Records provided ▸
_ _ _ _
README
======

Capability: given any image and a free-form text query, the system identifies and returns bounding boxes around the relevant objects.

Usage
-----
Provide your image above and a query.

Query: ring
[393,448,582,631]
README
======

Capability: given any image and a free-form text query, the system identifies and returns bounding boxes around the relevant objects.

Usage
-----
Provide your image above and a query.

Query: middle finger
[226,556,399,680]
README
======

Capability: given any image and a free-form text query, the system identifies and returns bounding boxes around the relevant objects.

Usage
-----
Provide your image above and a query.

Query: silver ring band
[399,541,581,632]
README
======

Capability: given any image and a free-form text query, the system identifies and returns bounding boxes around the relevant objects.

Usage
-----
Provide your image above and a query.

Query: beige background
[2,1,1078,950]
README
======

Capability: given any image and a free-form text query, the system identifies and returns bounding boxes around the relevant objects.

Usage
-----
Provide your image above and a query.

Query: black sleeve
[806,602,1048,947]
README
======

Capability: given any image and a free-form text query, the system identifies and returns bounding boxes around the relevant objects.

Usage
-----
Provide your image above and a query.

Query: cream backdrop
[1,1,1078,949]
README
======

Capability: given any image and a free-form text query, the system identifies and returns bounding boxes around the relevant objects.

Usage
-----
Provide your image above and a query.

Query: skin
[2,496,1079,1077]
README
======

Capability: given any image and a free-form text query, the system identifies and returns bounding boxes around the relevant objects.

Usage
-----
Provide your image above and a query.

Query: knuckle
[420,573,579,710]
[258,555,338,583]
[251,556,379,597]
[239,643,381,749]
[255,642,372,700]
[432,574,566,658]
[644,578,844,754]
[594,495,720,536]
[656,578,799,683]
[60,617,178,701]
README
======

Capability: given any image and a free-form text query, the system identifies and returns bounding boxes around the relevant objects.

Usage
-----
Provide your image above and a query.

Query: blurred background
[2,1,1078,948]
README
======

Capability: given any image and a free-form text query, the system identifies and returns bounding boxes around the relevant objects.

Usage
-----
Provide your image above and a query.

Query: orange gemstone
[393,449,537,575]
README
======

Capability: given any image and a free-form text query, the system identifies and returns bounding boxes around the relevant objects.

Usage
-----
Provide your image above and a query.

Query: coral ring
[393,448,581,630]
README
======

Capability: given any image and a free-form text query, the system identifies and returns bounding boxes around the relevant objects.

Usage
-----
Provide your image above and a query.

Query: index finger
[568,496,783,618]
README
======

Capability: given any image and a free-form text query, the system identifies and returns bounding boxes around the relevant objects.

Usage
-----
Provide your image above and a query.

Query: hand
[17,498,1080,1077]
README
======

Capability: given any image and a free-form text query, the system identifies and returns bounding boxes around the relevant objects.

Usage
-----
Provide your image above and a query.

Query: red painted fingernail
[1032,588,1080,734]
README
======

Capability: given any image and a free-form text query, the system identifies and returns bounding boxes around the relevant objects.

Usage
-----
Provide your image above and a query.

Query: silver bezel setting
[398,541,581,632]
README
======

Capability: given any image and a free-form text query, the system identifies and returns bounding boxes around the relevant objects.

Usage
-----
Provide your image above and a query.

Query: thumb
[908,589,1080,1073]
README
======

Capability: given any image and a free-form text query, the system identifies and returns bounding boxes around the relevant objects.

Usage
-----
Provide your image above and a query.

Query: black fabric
_ _ _ _
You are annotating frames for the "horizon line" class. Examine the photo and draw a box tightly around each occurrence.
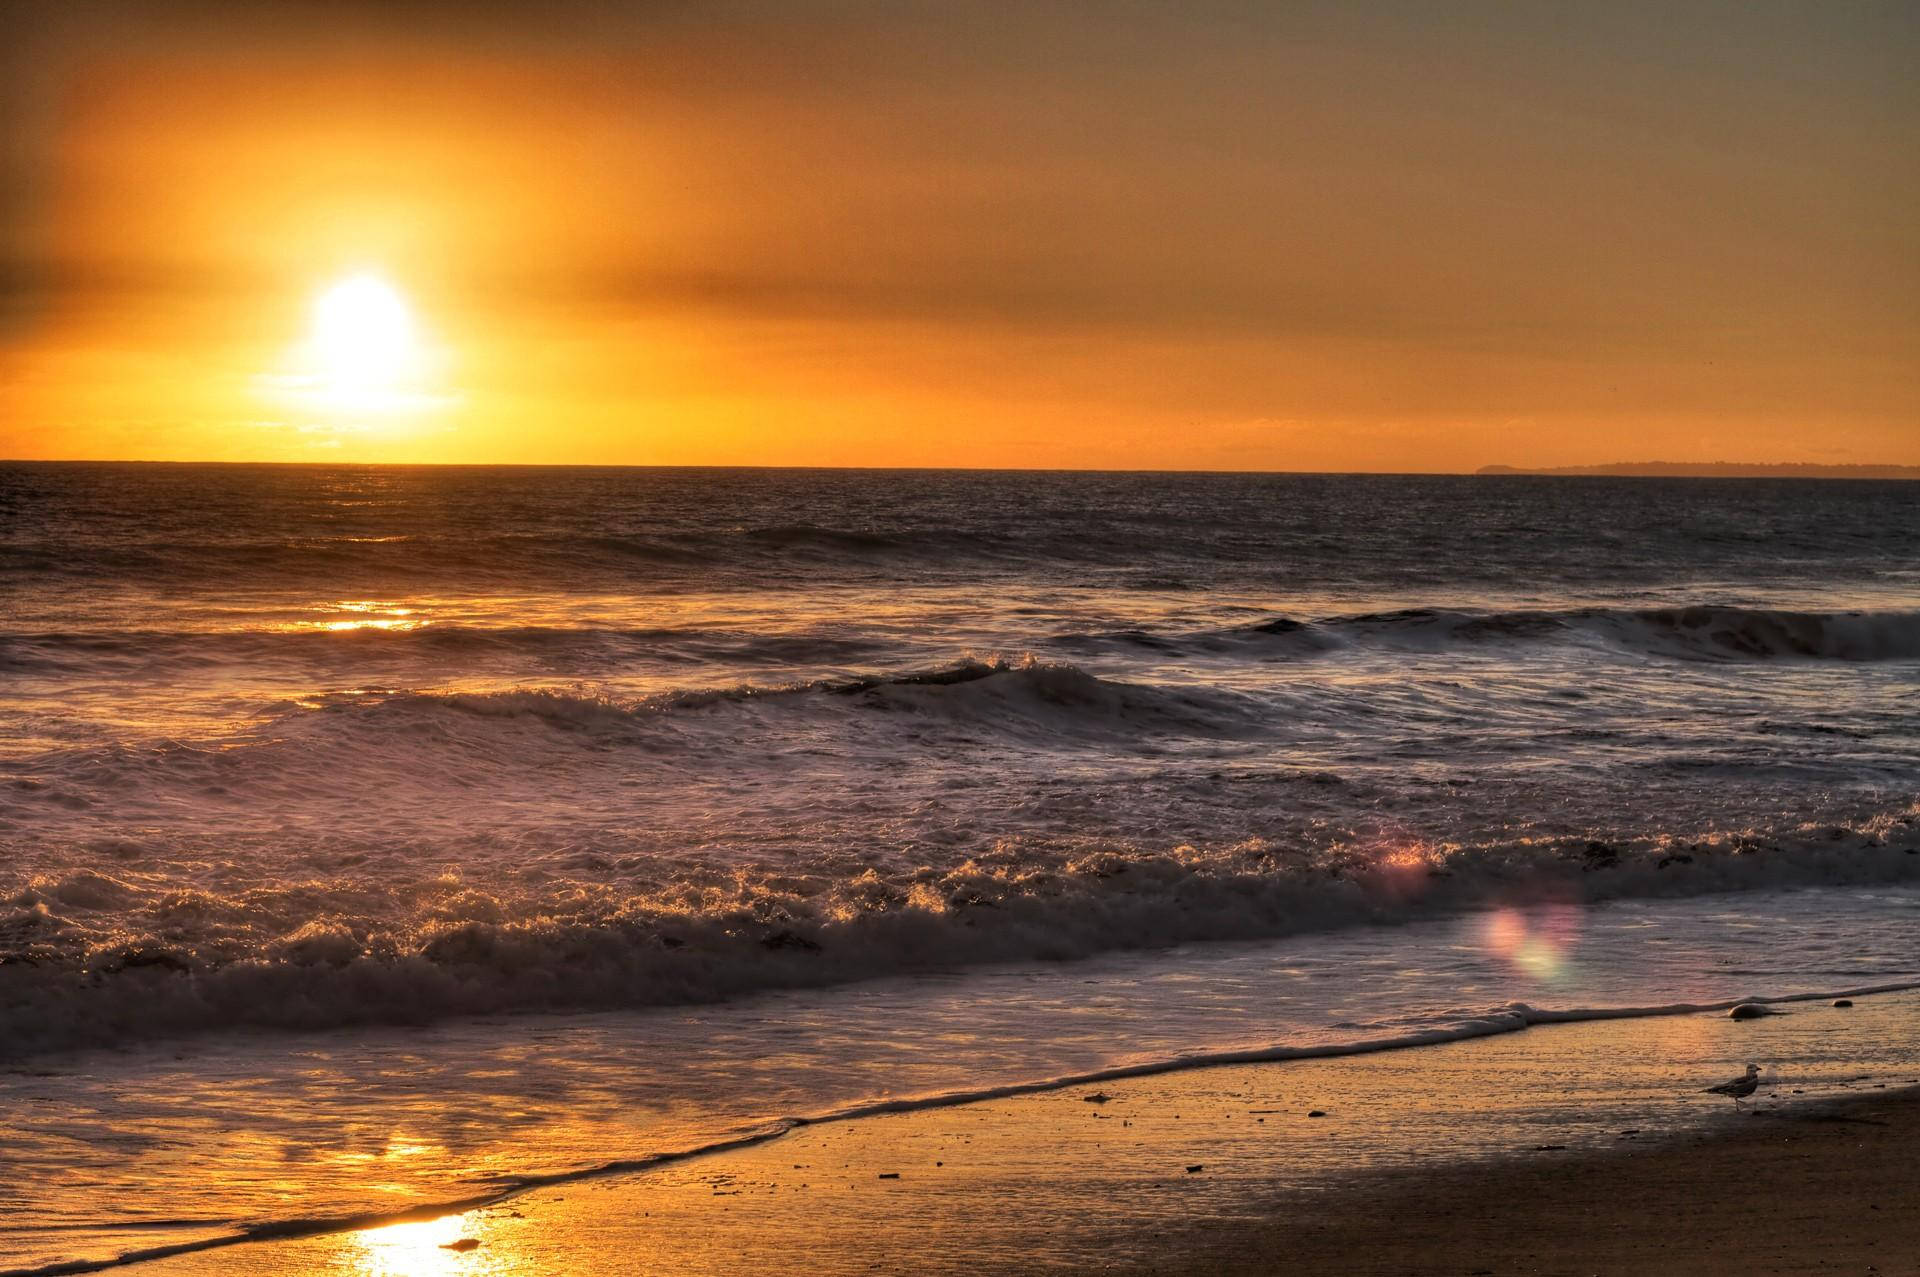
_ _ _ _
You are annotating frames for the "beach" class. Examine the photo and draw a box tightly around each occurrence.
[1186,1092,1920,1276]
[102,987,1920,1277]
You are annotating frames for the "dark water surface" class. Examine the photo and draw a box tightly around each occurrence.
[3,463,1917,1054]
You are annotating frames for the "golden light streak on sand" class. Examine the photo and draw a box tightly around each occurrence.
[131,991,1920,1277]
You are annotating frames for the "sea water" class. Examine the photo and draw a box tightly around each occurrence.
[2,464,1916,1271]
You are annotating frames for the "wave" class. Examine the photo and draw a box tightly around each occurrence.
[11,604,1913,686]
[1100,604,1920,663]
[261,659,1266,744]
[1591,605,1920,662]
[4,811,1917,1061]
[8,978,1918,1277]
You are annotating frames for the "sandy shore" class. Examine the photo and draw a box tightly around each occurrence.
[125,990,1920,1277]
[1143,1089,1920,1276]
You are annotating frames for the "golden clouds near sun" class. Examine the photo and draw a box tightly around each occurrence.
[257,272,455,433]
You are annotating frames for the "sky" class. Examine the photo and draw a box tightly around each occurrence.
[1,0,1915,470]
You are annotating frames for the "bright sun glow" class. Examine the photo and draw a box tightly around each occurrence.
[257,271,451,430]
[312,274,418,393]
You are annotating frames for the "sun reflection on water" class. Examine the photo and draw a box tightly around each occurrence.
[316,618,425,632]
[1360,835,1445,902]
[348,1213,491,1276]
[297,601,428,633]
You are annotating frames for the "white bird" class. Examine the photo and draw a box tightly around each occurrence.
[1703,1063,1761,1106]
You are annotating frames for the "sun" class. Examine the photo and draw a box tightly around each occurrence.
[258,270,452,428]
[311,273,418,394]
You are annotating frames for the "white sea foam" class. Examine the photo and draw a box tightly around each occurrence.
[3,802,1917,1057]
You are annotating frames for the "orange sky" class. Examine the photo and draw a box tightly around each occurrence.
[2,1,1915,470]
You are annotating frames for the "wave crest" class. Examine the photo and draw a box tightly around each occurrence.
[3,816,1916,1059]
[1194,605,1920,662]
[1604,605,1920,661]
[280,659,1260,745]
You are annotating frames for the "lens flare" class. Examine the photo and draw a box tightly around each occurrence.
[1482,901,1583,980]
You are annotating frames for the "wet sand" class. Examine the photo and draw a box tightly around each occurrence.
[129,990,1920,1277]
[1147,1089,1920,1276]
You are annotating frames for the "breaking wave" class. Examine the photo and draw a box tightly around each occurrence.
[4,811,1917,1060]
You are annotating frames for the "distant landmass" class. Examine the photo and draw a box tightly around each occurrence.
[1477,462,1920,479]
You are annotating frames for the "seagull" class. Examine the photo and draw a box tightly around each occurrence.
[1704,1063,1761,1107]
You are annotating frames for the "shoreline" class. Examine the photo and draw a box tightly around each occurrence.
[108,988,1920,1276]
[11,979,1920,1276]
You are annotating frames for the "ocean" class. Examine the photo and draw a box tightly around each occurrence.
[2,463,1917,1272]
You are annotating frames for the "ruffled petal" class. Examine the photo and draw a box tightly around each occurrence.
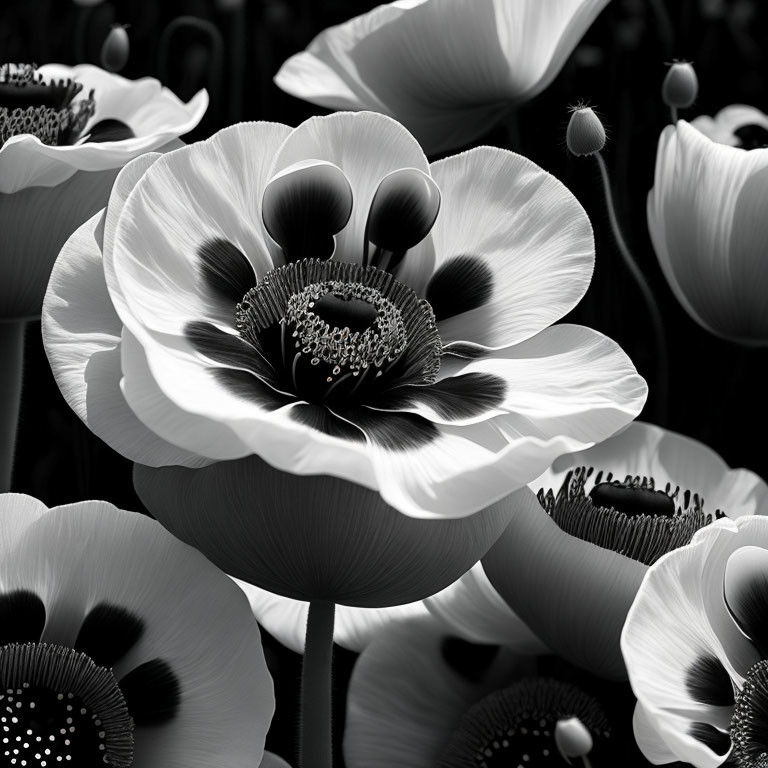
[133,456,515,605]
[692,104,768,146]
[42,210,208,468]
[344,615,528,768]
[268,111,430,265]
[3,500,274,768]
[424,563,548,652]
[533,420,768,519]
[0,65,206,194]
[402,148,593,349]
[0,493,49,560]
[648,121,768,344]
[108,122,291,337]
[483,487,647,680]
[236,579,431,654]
_ _ _ _
What needs to be done ▸ The line above containing "Query: silver bezel setting", the line containing "Query: black fabric", and every line between them are to be transcribed exactly; no other line is wanted.

Result of the exercise ▸
Query: silver bezel setting
[398,541,581,632]
README
======

Capability: given any image and a free-form text query, the system identifies and returns bounding boxes around the relevant objects.

Usage
-----
Provide your image above and a query.

Query: thumb
[908,589,1080,1073]
README
======

Capability: given any image and a free-form text query, the system identifies and returns bounding boxes around the relevant objects.

Usage
-----
Provide your image above and a query.

Query: black fabric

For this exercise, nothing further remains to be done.